*Exercise instructions*.
1. Decide whether each statement (a), (b) and (c) agrees with the text on the golden-winged sparrow below. Answer yes or no for each, and quote the exact words from the text that settle it. (a) Juvenile golden-winged sparrows have yellow bills. (b) Female golden-winged sparrows weigh more than males. (c) No other sparrow in the golden-winged sparrow's range has a completely black head.
2. Proceed with the text on the golden-winged sparrow, writing on from its final sentence.

*Given passage*.
Scientific classification
- Kingdom: Animalia
- Phylum: Chordata
- Class: Aves
- Order: Passeriformes
- Family: Passerellidae
- Genus: Arremon
- Species: A. schlegeli
- Binomial name: Arremon schlegeli Bonaparte, 1850
- Synonyms: Arremon schlegeli ; Arremon fratruelis Wetmore, 1946 ; Arremon canidorsum J. T. Zimmer, 1941 ;

= Golden-winged sparrow =

- Genus: Arremon
- Species: schlegeli
- Authority: Bonaparte, 1850
- Conservation status: LC

Species of bird

The Golden-winged sparrow (Arremon schlegeli) is a species of bird in the family Passerellidae that can found in Colombia and Venezuela. Its natural habitats are subtropical or tropical dry forests and subtropical or tropical dry shrubland.

== Characteristics ==
The Golden-winged sparrow can be identified by its black head, long yellow bill, gray upperparts, and a patch of green on its back. The Golden-winged sparrow is the only sparrow in its range with a completely black head. Their eyes are either brown or black. The bills of adults are yellow and the bills of juveniles are black. A male Golden-winged sparrow's face, malar, and chin are black. It has a white throat, gray nape, and green on its back. A female Golden-winged sparrow has buffier underparts. The average length of a Golden-winged sparrow is 150 mm. Females weigh approximately 23g, and males weigh approximately 32g.

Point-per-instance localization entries
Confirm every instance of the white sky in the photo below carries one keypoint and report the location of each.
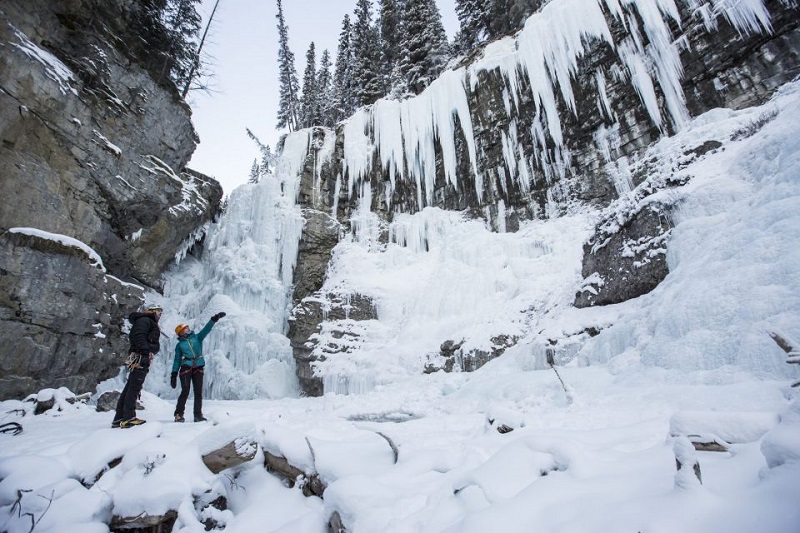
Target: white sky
(244, 46)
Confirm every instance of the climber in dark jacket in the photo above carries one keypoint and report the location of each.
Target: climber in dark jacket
(144, 345)
(189, 365)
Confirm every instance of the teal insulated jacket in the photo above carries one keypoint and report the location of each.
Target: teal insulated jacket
(189, 351)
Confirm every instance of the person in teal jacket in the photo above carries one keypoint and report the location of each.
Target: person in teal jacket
(189, 365)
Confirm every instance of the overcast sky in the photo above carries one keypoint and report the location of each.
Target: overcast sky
(244, 46)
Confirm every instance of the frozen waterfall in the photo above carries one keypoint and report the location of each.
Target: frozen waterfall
(245, 269)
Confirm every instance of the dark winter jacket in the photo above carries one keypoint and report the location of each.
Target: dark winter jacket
(189, 351)
(145, 334)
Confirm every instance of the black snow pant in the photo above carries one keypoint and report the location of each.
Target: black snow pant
(126, 405)
(191, 377)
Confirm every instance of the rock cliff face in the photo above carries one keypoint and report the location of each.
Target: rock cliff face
(512, 165)
(93, 148)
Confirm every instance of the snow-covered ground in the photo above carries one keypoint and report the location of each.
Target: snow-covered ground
(593, 447)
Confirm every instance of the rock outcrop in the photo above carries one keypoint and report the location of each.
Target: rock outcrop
(511, 167)
(93, 147)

*Answers provided*.
1.
(a) No: "The bills of adults are yellow and the bills of juveniles are black."
(b) No: "Females weigh approximately 23g, and males weigh approximately 32g."
(c) Yes: "The Golden-winged sparrow is the only sparrow in its range with a completely black head."

2.
== Behavior ==
Golden-winged sparrows feed on or above the ground on seeds, fruit, and insects. They forage both alone and in pairs, in forests with second growth and dry to humid weather. The species breeds during the wet season due to an increase in singing activity. The song of Golden-winged sparrows is commonly heard early in the morning during April and May. Their song is a high-pitched series of repeated notes, which have been described as the repetition of "Zeut-zeut-zeut-zee" or "Soot-soot-soot-see".

== Habitat ==
The Golden-winged sparrow lives in a terrestrial ecosystem. Its habitats include subtropical or tropical dry forests and shrubland, and subtropical or tropical heavily degraded former forest, either artificial or terrestrial.

The Golden winged sparrow also lives in woodlands or dry areas from the lowlands up to 1400 meters. Within these habitats, they reside in forests, second-growth, thickets, ravines, and hillsides.

==Subspecies and its distribution==
So far, three subspecies of this bird have been recognized: A. s. schlegeli located along Caribbean costs of Colombia and Venezuela. A. s. fratruelis can be found in Serranía de Macuira, located on the Guajira Peninsula of northern Columbia. The other, A. s. canidorsum, can be found in the north Columbian Andes. The fratruelis subspecies is larger and has a longer bill than the schlegeli. The subspecies canidorsum is found on the west slope of the eastern Andes in Magdalena Valley, Columbia and has gray upperparts, white underparts, and does not have green on its back.

== Population ==
As of 2023, the population of the Golden-winged sparrow is stable. The population is classified as "Least Concern" by the IUCN Red List. The species also received this classification in 2012, 2009, 2008, and 2004. The Golden-winged sparrow does not meet the criteria for a vulnerable species due to multiple factors. Its large extent of occurrence is above the 20,000 km^2 threshold, it currently has a stable population trend, and the population has not experienced more than a 30% decline in over ten years as of the year 2023.

== Conservation ==
There have been conservation sites found throughout the range where the Golden-winged sparrow resides. The species has been found living in a protected area. However, there are still necessary conservation actions that need to be taken in the future.